* Start Supplied data *

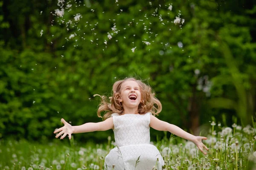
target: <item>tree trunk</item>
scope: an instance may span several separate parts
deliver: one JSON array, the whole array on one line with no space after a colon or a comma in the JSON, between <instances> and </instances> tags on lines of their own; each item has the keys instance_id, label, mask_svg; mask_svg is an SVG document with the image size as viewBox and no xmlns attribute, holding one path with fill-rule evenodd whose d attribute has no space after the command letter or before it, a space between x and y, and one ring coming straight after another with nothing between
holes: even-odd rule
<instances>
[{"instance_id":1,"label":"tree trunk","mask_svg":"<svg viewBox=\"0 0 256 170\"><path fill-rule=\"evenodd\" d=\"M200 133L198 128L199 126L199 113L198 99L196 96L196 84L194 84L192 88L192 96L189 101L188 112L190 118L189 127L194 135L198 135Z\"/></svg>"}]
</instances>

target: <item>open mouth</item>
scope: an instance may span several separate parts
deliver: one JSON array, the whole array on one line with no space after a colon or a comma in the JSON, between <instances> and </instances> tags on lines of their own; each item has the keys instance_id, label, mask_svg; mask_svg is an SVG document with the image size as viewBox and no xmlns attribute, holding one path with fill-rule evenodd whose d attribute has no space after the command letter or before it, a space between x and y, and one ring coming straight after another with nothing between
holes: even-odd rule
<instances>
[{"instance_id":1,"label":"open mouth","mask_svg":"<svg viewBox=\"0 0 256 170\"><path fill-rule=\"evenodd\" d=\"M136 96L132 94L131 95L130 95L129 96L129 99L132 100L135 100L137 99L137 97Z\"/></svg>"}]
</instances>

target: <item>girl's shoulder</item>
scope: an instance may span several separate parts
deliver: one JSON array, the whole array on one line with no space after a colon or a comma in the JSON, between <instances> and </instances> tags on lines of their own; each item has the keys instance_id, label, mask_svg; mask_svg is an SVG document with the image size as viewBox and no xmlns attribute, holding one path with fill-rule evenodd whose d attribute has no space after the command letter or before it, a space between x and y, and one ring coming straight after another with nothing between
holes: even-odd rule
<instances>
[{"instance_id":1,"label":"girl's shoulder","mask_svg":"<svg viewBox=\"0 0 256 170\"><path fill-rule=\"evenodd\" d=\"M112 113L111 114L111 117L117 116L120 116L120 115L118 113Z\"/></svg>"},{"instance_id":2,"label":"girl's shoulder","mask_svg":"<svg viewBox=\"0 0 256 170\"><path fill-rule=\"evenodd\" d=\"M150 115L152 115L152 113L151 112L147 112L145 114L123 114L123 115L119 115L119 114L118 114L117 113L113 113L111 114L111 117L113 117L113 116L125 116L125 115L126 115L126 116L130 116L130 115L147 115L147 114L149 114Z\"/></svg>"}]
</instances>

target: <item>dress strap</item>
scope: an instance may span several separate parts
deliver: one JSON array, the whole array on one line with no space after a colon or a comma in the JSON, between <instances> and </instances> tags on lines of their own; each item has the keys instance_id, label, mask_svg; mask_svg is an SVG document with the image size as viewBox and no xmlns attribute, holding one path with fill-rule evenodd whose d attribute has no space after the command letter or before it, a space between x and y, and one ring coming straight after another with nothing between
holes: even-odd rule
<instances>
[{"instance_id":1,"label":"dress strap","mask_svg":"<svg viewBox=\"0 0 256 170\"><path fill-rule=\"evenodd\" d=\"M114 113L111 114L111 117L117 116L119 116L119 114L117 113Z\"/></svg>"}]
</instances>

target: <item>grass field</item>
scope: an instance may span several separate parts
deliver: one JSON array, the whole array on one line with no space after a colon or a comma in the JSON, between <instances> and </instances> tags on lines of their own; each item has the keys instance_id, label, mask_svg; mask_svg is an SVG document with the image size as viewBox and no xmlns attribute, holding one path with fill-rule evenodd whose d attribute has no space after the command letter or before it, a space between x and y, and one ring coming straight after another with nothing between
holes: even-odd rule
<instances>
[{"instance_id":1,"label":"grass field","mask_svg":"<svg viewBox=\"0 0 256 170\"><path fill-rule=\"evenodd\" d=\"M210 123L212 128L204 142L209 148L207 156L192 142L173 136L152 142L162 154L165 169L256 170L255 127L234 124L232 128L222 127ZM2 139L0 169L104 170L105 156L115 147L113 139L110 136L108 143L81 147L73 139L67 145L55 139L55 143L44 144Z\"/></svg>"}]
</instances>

* End Supplied data *
* Start Supplied data *

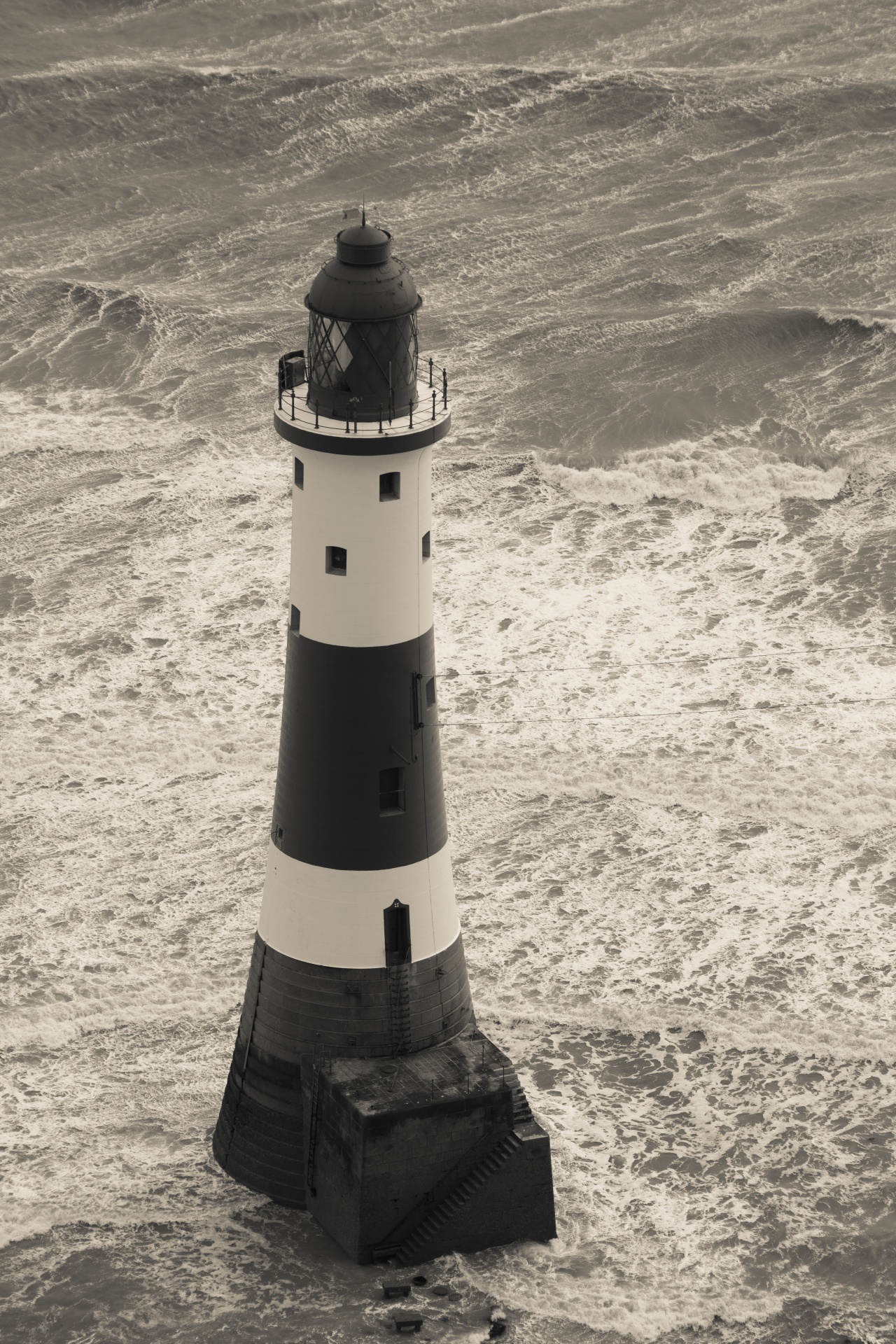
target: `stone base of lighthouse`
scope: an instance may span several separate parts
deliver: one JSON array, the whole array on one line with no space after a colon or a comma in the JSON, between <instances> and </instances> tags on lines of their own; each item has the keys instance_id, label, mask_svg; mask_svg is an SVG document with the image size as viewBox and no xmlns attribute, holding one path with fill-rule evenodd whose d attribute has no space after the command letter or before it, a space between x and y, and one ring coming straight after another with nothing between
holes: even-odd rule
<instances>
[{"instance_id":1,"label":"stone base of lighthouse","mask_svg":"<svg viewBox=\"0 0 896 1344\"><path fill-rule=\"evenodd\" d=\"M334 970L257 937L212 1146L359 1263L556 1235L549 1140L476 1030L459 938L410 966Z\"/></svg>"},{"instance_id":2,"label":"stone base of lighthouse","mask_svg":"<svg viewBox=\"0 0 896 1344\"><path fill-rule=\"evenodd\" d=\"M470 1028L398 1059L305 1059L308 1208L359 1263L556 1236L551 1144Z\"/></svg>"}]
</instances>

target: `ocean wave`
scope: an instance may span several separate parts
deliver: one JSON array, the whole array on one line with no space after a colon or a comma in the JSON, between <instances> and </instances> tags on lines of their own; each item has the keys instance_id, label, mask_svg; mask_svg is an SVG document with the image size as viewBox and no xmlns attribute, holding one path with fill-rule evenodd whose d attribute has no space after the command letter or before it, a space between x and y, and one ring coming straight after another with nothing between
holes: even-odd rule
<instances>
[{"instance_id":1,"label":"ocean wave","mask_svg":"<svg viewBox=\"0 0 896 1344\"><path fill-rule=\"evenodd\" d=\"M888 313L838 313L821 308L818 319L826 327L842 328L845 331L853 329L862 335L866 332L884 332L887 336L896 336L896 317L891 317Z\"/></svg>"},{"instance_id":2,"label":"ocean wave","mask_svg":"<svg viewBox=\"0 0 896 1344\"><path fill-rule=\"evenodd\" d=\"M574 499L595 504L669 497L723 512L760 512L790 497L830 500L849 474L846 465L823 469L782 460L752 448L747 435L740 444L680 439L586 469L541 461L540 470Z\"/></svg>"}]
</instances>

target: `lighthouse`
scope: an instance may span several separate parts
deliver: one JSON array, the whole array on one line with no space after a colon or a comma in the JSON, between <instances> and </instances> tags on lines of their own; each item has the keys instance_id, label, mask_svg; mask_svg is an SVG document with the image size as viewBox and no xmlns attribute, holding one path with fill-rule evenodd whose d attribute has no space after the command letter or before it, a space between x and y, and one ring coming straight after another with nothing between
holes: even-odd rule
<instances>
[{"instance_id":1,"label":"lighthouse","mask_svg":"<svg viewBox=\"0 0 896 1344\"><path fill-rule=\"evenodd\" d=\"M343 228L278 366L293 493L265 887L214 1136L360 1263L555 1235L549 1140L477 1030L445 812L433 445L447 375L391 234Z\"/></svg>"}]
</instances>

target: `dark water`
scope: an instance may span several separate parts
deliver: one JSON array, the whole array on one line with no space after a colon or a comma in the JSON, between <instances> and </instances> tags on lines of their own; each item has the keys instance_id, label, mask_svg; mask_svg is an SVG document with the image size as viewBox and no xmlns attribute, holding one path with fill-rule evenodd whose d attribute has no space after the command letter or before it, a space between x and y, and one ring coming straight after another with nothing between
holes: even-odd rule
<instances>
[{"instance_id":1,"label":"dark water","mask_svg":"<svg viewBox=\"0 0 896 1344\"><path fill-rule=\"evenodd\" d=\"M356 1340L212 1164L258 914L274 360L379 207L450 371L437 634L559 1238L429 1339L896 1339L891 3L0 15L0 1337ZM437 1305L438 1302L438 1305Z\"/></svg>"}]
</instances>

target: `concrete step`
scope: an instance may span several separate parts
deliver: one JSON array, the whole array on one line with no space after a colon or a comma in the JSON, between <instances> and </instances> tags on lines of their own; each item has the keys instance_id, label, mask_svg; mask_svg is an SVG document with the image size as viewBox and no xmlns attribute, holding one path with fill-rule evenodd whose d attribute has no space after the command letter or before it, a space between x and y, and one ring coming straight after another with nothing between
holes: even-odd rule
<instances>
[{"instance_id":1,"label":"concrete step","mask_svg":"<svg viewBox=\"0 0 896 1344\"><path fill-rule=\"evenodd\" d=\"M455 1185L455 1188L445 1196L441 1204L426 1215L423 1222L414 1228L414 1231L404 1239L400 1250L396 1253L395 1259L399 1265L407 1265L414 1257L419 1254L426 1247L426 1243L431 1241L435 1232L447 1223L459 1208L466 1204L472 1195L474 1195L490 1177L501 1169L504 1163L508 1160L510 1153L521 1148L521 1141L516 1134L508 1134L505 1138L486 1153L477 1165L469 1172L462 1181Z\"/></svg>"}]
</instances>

* End Supplied data *
* Start Supplied data *

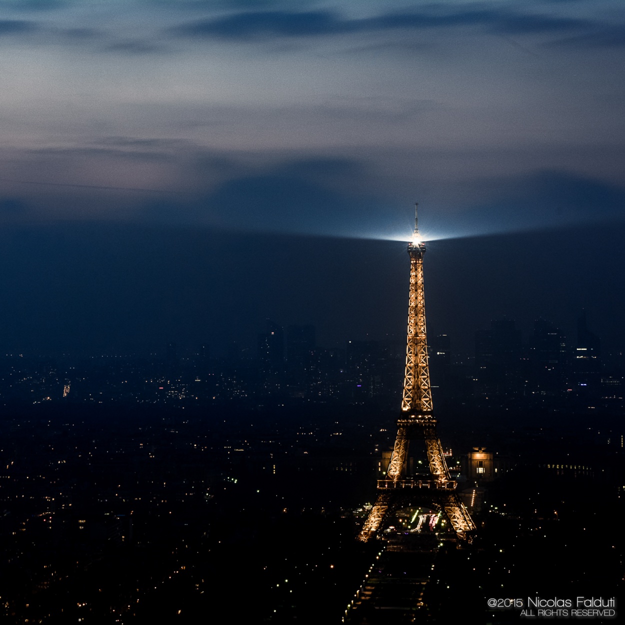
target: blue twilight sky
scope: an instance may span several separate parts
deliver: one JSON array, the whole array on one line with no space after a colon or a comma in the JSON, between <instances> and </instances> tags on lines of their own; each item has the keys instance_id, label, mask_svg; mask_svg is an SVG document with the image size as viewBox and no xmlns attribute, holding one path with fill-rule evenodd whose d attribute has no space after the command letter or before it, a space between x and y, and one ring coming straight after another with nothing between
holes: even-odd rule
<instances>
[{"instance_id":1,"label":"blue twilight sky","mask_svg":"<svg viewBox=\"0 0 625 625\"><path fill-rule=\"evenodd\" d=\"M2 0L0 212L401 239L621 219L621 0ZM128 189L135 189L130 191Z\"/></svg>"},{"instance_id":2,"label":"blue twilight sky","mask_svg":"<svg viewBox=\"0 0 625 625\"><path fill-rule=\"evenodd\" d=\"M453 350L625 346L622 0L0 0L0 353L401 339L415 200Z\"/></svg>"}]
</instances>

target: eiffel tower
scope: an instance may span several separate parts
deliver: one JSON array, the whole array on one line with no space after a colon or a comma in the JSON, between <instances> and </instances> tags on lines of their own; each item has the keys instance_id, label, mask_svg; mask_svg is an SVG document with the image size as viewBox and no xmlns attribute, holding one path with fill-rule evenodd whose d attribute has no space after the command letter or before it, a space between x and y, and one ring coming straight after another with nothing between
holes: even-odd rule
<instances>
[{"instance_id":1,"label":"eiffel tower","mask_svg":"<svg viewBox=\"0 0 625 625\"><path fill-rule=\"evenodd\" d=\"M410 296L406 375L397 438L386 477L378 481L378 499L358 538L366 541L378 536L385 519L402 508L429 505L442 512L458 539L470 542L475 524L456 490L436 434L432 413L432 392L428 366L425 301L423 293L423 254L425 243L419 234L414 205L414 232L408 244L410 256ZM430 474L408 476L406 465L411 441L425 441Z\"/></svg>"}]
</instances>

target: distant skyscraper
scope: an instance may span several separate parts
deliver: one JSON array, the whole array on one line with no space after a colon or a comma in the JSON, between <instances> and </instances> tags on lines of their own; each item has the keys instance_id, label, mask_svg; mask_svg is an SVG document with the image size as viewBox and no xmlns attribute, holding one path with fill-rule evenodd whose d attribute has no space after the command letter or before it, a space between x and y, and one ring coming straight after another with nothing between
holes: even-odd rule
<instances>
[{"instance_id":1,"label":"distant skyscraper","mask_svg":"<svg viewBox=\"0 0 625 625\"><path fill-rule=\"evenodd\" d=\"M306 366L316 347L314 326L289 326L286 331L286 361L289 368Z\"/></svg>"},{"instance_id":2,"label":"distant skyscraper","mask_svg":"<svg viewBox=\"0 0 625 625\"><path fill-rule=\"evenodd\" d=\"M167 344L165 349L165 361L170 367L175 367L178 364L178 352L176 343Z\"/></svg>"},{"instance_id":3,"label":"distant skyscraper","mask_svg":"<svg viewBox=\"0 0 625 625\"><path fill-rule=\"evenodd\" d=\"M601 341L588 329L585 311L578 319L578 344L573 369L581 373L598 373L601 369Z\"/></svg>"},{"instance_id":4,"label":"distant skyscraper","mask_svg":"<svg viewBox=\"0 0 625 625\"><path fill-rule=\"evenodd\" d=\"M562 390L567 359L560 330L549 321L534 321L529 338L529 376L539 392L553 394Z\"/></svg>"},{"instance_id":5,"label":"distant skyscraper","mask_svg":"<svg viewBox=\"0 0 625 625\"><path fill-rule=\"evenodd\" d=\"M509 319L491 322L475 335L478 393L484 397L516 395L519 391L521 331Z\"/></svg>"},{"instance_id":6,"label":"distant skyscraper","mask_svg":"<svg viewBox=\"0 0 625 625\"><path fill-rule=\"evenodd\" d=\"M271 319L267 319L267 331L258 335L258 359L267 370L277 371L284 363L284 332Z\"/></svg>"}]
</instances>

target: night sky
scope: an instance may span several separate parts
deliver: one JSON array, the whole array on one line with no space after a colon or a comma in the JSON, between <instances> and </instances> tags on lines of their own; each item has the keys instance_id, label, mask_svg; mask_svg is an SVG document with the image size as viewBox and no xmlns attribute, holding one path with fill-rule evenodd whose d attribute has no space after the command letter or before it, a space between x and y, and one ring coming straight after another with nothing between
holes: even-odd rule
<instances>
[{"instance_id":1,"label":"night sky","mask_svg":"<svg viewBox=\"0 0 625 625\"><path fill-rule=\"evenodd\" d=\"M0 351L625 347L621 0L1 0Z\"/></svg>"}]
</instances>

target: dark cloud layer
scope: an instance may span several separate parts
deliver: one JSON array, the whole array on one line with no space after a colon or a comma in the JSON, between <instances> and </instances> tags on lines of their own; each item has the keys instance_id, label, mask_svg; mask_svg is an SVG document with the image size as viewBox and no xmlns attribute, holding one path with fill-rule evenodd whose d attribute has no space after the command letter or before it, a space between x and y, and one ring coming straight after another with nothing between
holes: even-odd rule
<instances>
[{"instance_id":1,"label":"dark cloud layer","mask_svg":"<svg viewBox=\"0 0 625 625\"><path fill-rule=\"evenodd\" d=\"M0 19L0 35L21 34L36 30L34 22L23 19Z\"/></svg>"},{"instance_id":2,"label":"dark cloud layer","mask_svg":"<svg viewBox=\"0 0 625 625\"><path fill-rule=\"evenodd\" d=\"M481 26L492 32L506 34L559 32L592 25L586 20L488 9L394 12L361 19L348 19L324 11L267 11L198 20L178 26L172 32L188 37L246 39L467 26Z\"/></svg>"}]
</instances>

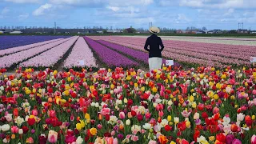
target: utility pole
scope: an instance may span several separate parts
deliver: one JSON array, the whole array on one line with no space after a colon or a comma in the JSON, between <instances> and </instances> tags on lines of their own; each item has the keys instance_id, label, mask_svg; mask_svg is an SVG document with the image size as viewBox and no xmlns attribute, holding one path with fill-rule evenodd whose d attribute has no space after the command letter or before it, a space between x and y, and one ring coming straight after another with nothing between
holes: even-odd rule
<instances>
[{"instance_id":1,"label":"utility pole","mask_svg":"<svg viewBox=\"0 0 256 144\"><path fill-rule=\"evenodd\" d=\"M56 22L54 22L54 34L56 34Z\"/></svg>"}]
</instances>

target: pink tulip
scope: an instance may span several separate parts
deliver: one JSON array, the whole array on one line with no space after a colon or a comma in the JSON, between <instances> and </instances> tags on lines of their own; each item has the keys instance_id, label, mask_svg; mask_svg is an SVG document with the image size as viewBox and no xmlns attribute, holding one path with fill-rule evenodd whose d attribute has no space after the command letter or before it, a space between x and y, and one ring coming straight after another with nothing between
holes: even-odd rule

* End Supplied data *

#### Exercise aim
Count the lines in the items above that contain the string "dark". Case counts, so give only that number.

#### Exercise answer
4